GIVEN RECORDS below:
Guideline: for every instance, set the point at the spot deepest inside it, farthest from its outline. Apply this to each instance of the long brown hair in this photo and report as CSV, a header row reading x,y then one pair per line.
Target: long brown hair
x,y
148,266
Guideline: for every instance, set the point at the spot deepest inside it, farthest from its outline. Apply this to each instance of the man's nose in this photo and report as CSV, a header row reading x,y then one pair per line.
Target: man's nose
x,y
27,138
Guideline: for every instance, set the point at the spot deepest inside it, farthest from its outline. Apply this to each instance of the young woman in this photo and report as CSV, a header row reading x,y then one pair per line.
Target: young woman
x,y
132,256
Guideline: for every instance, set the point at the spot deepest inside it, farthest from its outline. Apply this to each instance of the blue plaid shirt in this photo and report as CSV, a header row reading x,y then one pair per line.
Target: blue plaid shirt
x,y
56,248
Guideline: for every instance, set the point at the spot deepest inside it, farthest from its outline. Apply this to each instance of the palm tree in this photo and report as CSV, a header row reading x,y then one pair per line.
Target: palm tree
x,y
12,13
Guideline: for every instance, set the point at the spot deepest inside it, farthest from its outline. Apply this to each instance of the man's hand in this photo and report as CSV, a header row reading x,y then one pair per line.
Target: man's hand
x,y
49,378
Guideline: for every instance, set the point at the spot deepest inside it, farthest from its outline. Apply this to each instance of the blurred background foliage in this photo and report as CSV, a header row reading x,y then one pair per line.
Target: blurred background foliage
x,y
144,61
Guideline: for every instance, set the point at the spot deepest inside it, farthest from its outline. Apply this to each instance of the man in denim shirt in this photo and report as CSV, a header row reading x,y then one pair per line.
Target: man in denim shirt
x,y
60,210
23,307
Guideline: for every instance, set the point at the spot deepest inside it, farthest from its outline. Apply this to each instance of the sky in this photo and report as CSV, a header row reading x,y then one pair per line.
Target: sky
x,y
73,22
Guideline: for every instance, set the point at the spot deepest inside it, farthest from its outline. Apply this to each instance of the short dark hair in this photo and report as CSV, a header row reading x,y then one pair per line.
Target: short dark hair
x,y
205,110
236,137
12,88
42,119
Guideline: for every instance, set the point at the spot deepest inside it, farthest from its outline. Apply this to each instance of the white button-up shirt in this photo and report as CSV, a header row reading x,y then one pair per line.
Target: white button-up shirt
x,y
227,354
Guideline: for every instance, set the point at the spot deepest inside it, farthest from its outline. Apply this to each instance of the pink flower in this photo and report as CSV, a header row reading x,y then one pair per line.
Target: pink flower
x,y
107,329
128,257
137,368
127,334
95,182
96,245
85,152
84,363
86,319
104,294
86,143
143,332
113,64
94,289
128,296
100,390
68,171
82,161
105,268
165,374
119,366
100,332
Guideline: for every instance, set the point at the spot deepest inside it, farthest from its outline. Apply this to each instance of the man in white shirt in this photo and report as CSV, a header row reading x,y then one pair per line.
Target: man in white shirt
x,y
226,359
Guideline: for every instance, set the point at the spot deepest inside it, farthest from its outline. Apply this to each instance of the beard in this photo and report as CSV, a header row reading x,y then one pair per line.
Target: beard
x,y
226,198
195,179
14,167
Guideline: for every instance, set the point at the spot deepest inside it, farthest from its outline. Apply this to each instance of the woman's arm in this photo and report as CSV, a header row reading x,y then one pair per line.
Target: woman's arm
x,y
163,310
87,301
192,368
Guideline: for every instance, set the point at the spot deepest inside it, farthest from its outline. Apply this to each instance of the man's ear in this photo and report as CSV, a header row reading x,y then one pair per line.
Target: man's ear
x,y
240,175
End of GIVEN RECORDS.
ABOUT THIS EXERCISE
Each record above should be set down again in its exact wording.

ANSWER TO THE EXERCISE
Guideline: for every instance, set the point at the spot deepest inside it, farthest from its outline. Apply this to each instance of the long brown hair in this photo and report as CSV, a header row reading x,y then one pair per line.
Target: long brown hair
x,y
148,266
Guideline: for every instance, set the point at the spot deepest inside it, farthest from its outline. Apply this to each instance of the man's nose in this photo and report as CSV, a header row reading x,y then one pair per line.
Target: man's nose
x,y
27,138
Guideline: for every instance, set the point at the spot deepest inside it, farthest from its outline. Apply this to each instance of the young woman in this photo and report as CSV, a header row reading x,y then one pair per line.
Target: young woman
x,y
132,256
Guideline: for every instance, set the point at the spot deepest inside it, farthest from its outline. Apply this to each instance of the blue plaid shirt in this photo and report as CSV, a header row reading x,y then one pair per line.
Target: blue plaid shirt
x,y
56,248
Guideline: for every instance, set the point at the spot deepest inside it, farthest from its outline. Apply this to each instance of the palm tree in this photo and report as CSV, a header row reading x,y then one pair per line.
Target: palm tree
x,y
12,13
Guideline: for every instance, set the point at the spot deepest inside it, farthest from its outline. Apply this to each instance of the man's hand in this photo and report as CSV, a header row reading x,y then one pair per line.
Target: man's hand
x,y
49,378
Guideline: for every instance, set the point at the spot deepest inside it, farthest from its outline. Apply this to each instance of the blurred background foliage in this photo and report as CSV, a header row reading x,y then one pair per line.
Target: blurred background foliage
x,y
144,61
Guideline: for every instance, set the point at the spot deepest inside it, farthest from its outline. Apply this to each instance of the man in denim shirt in this photo and report as CSV, a header row reading x,y then one pair per line.
Target: man in denim shirt
x,y
60,210
23,307
Guideline: for every instance, set the point at the spot deepest inside it, farthest from its outline. Apply this to each instance of the sky in this photo and report as CSV, a header row reading x,y then one pair per line.
Target: sky
x,y
73,22
Guideline: for every instance, set the point at the spot deepest inside it, farthest from its outline. Apply this to each instance of the short dark hair in this photo and report as CSV, a header row reading x,y then one pair per line.
Target: short dark hair
x,y
205,110
236,137
12,88
42,119
Guideline: for every instance, set the point at the spot deepest inside it, farthest from its outline. Apply this to each instance of the white button-up shirt in this photo and report as CSV, a header row reading x,y then one pair per line.
Target: white button-up shirt
x,y
227,354
Guideline: for every instance, set the point at the spot deepest inside it, farthest from its outline. Apply this to each instance of the pink flower in this photo and report as CSV, a header row reading x,y then one pair per line.
Target: pink flower
x,y
107,329
128,257
137,368
127,334
95,182
96,245
85,152
84,363
86,319
104,294
86,143
143,332
113,64
94,289
128,296
100,390
68,171
82,161
105,268
165,374
119,366
100,332
Guideline: for every instance, set the point at the spot deepest inside it, farthest from its outline. Apply this to each instance of the man in white shirt in this photo and report as CSV, a header row reading x,y then one pair per line.
Target: man in white shirt
x,y
226,359
Guideline: for every instance, set the point at the spot deepest inside it, farthest from its outline. Apply this to each instance of the beard in this photo and report as CSV, a header row reading x,y then one pair per line.
Target: beard
x,y
226,198
195,179
14,167
Guideline: for every instance, set the point at the spot deepest inside it, farthest from its outline. Apply this to each instance of the woman's arm in this photo and report as CSV, a header row reading x,y then one pair per line.
Target: woman's arm
x,y
163,310
87,301
192,368
Guideline: for every instance, set the point at the spot deepest inside it, farthest from its outline. Apply this to each instance of the man's ear in this photo and report as CSV, a header row reading x,y then one pair per line.
Target: man's ear
x,y
240,175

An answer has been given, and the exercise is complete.